▸ **Extrait du texte**:
Body Talk au Wiels: des femmes corps et âme

Miriam Syowia Kyambi lors de sa performance Fractures (I) © Wiels
Flora Eveno Stagiaire

Réunies sur les thèmes du féminisme, du corps et de la sexualité, six artistes africaines exposent leurs oeuvres au Wiels Museum. Du 14 février au 3 mai, les femmes de Body Talk se dévoilent corps et âme.

Le Wiels, ancienne brasserie reconvertie en centre d’art, accueille en ses lieux six artistes contemporaines africaines. Une déclinaison de matière, de textiles et de chairs, qui vient peindre un « féminisme noir » trop peu médiatisé. Ici, le but est de mettre à nu la question la place de la femme dans la société africaine, sur fond de post-colonialisme. Avec cette carte blanche donnée à la curatrice de Body Talk, Koyo Houoh, la volonté du Wiels était de donner une visibilité à des problématiques peu abordées en Europe. « Cette exposition proposée par Koyo entre parfaitement dans la ligne du Wiels, elle aborde le sujet des femmes, d’un point de vue non-occidental » explique Caroline Dumalin, la commissaire-coordinatrice du musée. Figure représentative du féminisme en Afrique, directrice artistique et commissaire à Dakar, Koyo Houoh jouit d’une légitimité totale.

Le « féminisme noir »

▸ **Données affichées**:
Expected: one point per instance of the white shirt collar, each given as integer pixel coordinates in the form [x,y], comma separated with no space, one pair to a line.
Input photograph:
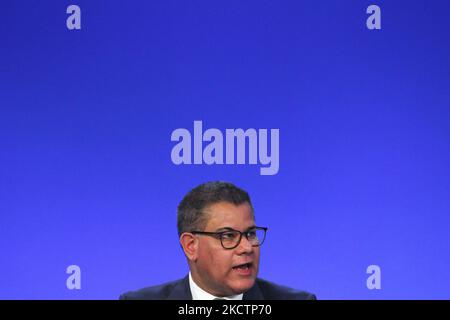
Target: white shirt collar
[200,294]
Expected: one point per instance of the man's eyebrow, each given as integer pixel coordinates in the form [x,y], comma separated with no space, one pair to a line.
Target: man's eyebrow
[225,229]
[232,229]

...

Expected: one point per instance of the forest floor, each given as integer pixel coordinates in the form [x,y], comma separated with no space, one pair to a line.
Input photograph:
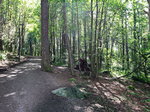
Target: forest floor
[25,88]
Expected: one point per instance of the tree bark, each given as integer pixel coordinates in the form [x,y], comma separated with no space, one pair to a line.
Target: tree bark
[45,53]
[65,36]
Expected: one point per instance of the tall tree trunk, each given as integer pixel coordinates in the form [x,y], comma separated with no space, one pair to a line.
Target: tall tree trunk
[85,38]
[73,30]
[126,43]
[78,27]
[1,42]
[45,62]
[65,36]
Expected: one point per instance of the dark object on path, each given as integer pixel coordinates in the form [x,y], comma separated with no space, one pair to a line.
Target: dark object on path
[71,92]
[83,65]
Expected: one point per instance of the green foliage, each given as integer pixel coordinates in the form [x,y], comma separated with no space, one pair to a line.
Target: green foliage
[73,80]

▸ **Consignes**:
- a) Indiquez si chaque affirmation concorde avec l'extrait sur l'exposition Body Talk : (i) l'exposition réunit six artistes africaines ; (ii) le Wiels occupe une ancienne brasserie ; (iii) Caroline Dumalin est la curatrice de Body Talk. Pour chacune, répondez par oui ou non en citant mot pour mot les termes décisifs de l'extrait.
- b) Recopiez à l'identique l'extrait sur l'exposition Body Talk, depuis « Miriam Syowia Kyambi » jusqu'à « corps et âme. » inclus.

▸ **Réponses**:
- a)
(i) Oui : « six artistes africaines exposent leurs oeuvres au Wiels Museum »
(ii) Oui : « Le Wiels, ancienne brasserie reconvertie en centre d’art »
(iii) Non : « la curatrice de Body Talk, Koyo Houoh » ; « Caroline Dumalin, la commissaire-coordinatrice du musée »

- b)
Miriam Syowia Kyambi lors de sa performance Fractures (I) © Wiels
Flora Eveno Stagiaire

Réunies sur les thèmes du féminisme, du corps et de la sexualité, six artistes africaines exposent leurs oeuvres au Wiels Museum. Du 14 février au 3 mai, les femmes de Body Talk se dévoilent corps et âme.